• _Goals_
**a)** In the passage below on U.S. involvement in Colombia, condense the paragraph beginning "These death squads first appeared" into a shorter version that keeps its main facts.
**b)** Return the part of the passage below on U.S. involvement in Colombia starting at "According to a" and ending at "with the latter.", copied word for word.

George W. Bush's inauguration coincides with a significant, and worrisome,
escalation in U.S. involvement in Colombia's 40-year-old civil war.

According to a plan approved by Congress last fall, the U.S. will provide
$1.3 billion in mostly military aid, supposedly to fight Colombia's
narcotraffickers.

"Supposedly" is the key word, because the so-called Plan Colombia is
riddled with subterfuge and wishful thinking. A dubious assumption is that
the U.S. can fight the narcotraffickers without getting bogged down in a
guerrilla war eerily reminiscent of Vietnam.

Fact is, ever since Cuban and Soviet subsidies dried up 10 years ago,
Colombia's two leftist guerrilla groups have relied heavily on drug
profits--in addition to extortion and kidnapping--to finance their
operations. In this double helix of drugs and guerrillas, any U.S. effort
to fight the former cannot but lead to a confrontation with the latter.

Just as troublesome is the failure of the U.S. plan to deal with the
paramilitary death squads now roaming the country. One human rights group
estimates that paramilitaries are responsible for as much as three-fourths
of all the atrocities against civilians.

These death squads first appeared in the 1980s as vigilantes hired by the
landowners and cattle ranchers seeking protection from the guerrillas.
Initially, the army treated paramilitaries as allies against the
guerrillas, and today still lets them operate with impunity.

Yet the firepower of paramilitaries today rivals that of the guerrillas.
And just like the guerrillas, they use drug profits to survive.

Any plan that pretends to address either Colombia's endless war or its
narcotrafficking industry cannot ignore the paramilitaries. For starters,
both guerrilla groups have demanded that the government curb the
paramilitaries as a condition for negotiating a peace. The atrocities of
the paramilitaries, mostly against innocent civilians suspected of
supporting the guerrillas, cannot remain unpunished.

• _Given data_
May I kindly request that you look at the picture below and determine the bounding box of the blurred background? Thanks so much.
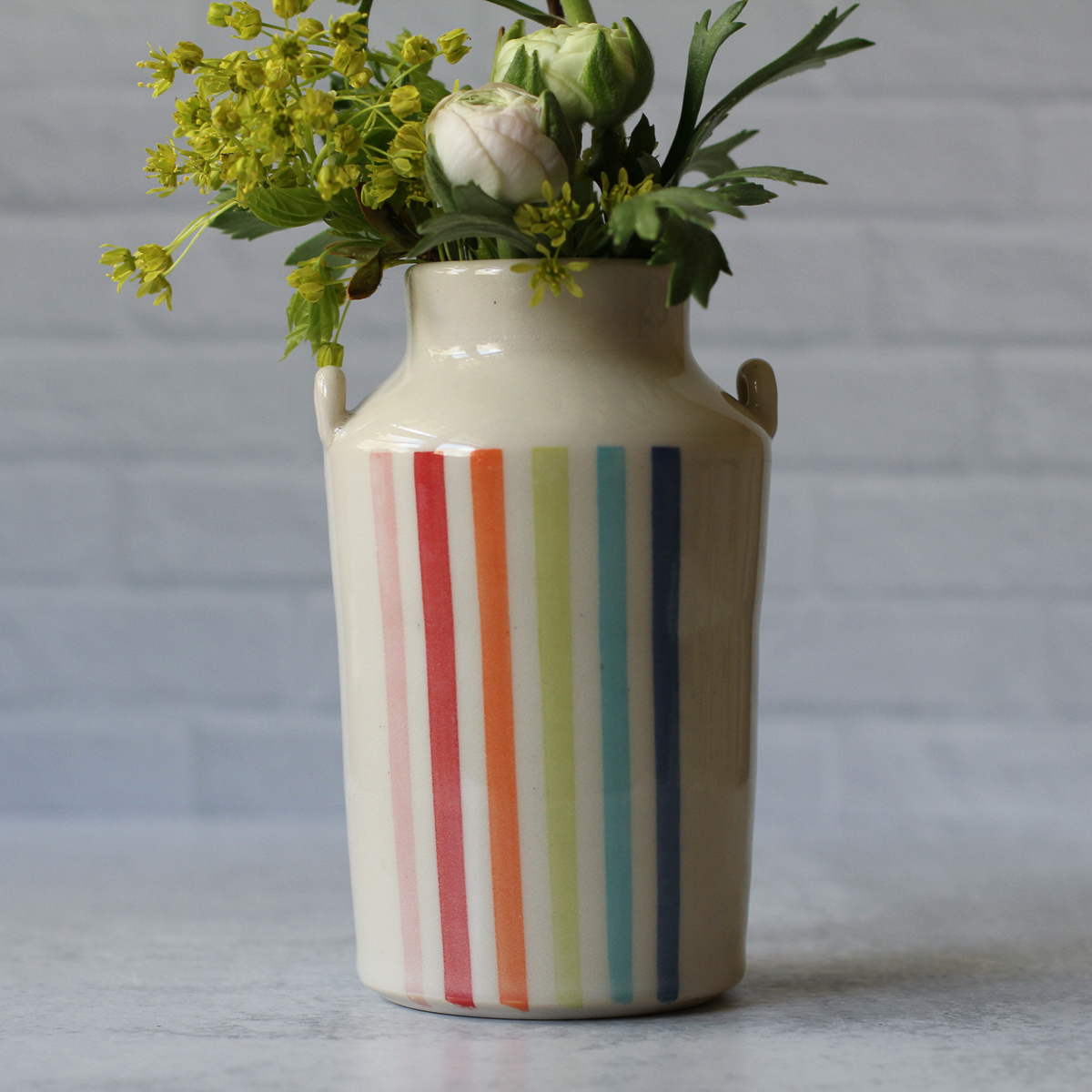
[0,0,1092,824]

• _Correct answers_
**a)** Paramilitary death squads arose in the 1980s as vigilantes hired by landowners and cattle ranchers for protection from the guerrillas. The army first treated them as allies against the guerrillas and still lets them operate with impunity.

**b)**
According to a plan approved by Congress last fall, the U.S. will provide
$1.3 billion in mostly military aid, supposedly to fight Colombia's
narcotraffickers.

"Supposedly" is the key word, because the so-called Plan Colombia is
riddled with subterfuge and wishful thinking. A dubious assumption is that
the U.S. can fight the narcotraffickers without getting bogged down in a
guerrilla war eerily reminiscent of Vietnam.

Fact is, ever since Cuban and Soviet subsidies dried up 10 years ago,
Colombia's two leftist guerrilla groups have relied heavily on drug
profits--in addition to extortion and kidnapping--to finance their
operations. In this double helix of drugs and guerrillas, any U.S. effort
to fight the former cannot but lead to a confrontation with the latter.